On parle de plus en plus de la recrudescence des évènements extrêmes et des risques naturels. Pour certain.e.s, la fréquence et l’intensité des évènements, à l’instar des inondations et de la sécheresse, sont de plus en plus préoccupantes. Cela exige, aux communautés vulnérables, plus d’efforts en termes d’adaptation pour limiter les dégâts. Seulement, en l’absence de données fiables sur le profil des changements, cette tâche est plus ardue. L’adaptation fait face à la complexité d’autres facteurs déterminants comme la démographie, la sécurité et les financements. La bonne maîtrise de la ressource est pourtant déterminante dans la planification et la mise en œuvre de l’adaptation. C’est dans ce contexte que cette étude interroge l’incidence des incertitudes climatiques sur l’adaptation aux risques naturels en milieu soudano-sahélien au Cameroun. Cette partie du pays a connu ces dernières années des grandes sécheresses et des inondations. Les acteurs et actrices qui se sont déployé.e.s sur le terrain à l’occasion de ces catastrophes ont-ils/elles convenablement cerné les changements climatiques pour les intégrer dans les stratégies d’intervention? Quelles sont les nouvelles exigences de l’adaptation dans ce contexte de fortes variabilités? Ces interrogations guideront la suite de ce travail.

Exercice 1 -
Relevez, parmi les entrées, chaque ligne où figure la chaîne « white ».

Données de l'exercice -

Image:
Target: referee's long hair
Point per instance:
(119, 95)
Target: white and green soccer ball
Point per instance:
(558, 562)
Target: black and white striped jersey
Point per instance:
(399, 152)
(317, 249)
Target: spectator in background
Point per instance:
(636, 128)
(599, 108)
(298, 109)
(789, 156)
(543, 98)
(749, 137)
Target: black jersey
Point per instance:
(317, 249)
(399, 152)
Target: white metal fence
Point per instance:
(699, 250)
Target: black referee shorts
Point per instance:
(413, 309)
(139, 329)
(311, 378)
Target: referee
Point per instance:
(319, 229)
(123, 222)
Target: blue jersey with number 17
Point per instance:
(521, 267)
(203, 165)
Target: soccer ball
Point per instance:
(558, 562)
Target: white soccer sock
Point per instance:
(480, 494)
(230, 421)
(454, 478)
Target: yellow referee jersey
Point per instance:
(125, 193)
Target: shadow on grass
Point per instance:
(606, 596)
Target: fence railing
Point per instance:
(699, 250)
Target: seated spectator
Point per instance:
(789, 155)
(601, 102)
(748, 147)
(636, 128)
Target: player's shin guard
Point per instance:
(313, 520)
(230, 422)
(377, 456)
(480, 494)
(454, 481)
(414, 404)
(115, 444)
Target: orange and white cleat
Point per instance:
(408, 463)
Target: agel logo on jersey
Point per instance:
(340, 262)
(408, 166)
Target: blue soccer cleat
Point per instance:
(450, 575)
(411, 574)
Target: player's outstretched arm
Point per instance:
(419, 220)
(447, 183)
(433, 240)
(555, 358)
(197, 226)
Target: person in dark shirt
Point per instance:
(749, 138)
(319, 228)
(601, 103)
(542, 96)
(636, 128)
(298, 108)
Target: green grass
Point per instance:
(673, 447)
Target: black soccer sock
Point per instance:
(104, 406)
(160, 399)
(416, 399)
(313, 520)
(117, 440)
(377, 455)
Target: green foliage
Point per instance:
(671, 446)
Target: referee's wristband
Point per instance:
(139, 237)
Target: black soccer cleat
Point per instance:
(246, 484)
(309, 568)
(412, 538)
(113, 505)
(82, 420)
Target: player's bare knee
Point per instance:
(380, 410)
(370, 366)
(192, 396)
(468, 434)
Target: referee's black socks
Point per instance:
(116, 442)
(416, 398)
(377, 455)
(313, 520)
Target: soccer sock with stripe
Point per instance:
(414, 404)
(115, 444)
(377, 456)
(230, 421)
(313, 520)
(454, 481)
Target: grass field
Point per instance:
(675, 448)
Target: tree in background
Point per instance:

Exercice 2 -
Donnez la suite du texte sur l'adaptation aux risques naturels en milieu soudano-sahélien au Cameroun, à partir de sa dernière phrase.

Résultat final 1 -
Target: white and green soccer ball
Target: black and white striped jersey
Target: white metal fence
Target: white soccer sock
Target: orange and white cleat

Résultat final 2 -
Cadre de l’étude et démarche méthodologique

Cadre de l’étude

Le Cameroun est partagé entre deux zones climatiques : la zone équatoriale et la zone tropicale (Suchel, 1988). Cette dernière s’étale au-delà du 6e parallèle avec deux nuances. Au sud, sur le plateau de l’Adamaoua et la plaine de Bénoué, il est plus humide. Le domaine soudano-sahélien concerne spécifiquement la région de l’Extrême-Nord. Les précipitations y sont faibles et variables selon un gradient aussi bien latitudinal qu’altitudinal. La moyenne interannuelle des précipitations se situe autour de 700 mm au sud et 450 au nord. Le milieu naturel est aussi caractérisé par sa morphologie partitionnée en trois grandes unités : les monts Mandara, sa pédiplaine et la plaine.

Les monts Mandara sont un ensemble de moyennes montagnes avec des altitudes comprises entre 800 et 1500 m. Ils se caractérisent par des versants raides et des incisions vigoureuses avec des rivières qui compartimentent les différents massifs constitutifs. La pédiplaine est la zone de transition entre les monts Mandara et la vaste plaine qui constitue l’exutoire des cours d’eau de la zone. Elle est annoncée par la rupture de pente au pied de versants montagnards. La monotonie de la pédiplaine est rompue de part et d’autre par des collines hémisphériques sous forme de chaos rocheux, parfois pointus (Wakponou, 2004). Au-delà de la pédiplaine, les pentes s’amenuisent (20 cm/km); c’est le domaine de la platitude (Ngounou Ngatcha, 1993). L’hydrographie est dominée par le Logone et de nombreux cours d’eau intermittents (mayo).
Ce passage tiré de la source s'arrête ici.